(Written request)
Rewrite the records below from the line with "Where can you see the sandy" to the line with "<point>421,238</point>", requests included, and shift every recorded point coordinate up by 92. Keep the sample points inside the requests as they are.
====== Provided data
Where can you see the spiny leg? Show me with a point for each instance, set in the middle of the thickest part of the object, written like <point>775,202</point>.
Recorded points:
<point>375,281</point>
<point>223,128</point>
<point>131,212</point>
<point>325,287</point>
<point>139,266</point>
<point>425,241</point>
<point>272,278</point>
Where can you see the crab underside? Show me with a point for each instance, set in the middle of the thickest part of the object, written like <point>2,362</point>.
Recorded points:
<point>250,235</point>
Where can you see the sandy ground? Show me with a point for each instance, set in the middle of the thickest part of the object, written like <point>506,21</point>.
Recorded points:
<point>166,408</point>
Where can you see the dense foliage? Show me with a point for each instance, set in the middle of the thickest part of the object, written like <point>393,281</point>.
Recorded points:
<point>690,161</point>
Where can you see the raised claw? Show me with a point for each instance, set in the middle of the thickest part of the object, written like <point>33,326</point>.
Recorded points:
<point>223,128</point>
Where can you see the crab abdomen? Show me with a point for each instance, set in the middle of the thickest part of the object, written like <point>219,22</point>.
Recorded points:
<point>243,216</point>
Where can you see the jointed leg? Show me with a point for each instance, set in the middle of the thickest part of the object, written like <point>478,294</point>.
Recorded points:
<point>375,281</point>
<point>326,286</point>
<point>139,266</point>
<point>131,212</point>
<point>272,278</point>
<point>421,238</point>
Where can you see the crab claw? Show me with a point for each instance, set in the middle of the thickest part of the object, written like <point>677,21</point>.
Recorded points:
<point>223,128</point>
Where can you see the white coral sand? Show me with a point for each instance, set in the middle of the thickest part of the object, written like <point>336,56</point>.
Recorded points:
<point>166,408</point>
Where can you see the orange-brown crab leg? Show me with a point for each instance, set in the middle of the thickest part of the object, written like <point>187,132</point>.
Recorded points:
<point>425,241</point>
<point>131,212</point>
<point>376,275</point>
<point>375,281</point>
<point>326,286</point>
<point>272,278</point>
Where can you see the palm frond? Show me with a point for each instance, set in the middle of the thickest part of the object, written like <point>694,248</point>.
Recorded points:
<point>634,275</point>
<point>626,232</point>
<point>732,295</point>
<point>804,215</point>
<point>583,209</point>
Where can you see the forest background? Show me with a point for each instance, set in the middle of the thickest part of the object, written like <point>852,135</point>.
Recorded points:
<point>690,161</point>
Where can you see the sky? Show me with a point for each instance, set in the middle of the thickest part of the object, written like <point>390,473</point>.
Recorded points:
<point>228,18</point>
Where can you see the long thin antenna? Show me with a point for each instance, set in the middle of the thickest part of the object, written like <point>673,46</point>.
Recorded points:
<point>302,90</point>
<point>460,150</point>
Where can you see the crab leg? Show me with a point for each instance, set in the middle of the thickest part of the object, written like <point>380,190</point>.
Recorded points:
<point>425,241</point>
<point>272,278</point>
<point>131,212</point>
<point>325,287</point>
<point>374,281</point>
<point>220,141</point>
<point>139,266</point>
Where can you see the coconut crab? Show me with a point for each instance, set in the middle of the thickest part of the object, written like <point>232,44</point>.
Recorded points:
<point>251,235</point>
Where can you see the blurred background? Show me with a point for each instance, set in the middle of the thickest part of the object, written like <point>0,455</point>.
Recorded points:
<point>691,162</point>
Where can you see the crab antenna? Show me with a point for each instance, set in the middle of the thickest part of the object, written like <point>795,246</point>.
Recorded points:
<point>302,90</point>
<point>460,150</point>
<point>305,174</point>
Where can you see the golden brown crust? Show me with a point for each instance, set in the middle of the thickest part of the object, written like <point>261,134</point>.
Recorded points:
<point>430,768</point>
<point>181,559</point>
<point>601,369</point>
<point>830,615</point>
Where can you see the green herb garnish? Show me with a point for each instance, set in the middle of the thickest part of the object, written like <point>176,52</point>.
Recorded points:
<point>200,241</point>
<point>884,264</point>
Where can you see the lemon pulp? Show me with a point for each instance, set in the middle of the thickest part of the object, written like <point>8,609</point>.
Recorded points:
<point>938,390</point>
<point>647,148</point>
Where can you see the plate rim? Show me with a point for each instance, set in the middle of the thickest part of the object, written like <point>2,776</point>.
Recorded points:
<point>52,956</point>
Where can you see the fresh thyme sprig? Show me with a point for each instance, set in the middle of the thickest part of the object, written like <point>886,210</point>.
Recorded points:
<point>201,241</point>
============
(The answer)
Where can you see the sandy ground? Show me with a point for each instance, set in the middle of the thickest part of the object, written like <point>506,21</point>.
Recorded points:
<point>258,500</point>
Where can you see the dense foliage? Show me with a point for each instance, set in the middle of the thickest part of the object, written like <point>393,281</point>.
Recorded points:
<point>782,253</point>
Where can you see the raised claw? Show me with a point for each instance, set in the middle of the thickest part of the object, written like <point>33,326</point>.
Recorded points:
<point>315,220</point>
Where can you see the crab abdomen? Show me with a point for each instance, set in the middle of the thickest part of the object, written like <point>219,22</point>.
Recorded points:
<point>335,308</point>
Where can you see the jointed leg? Show me with a point for each instance, set in the middle of the thickest part of the object, written like <point>478,294</point>.
Recorded points:
<point>467,373</point>
<point>418,378</point>
<point>231,358</point>
<point>223,304</point>
<point>364,370</point>
<point>513,330</point>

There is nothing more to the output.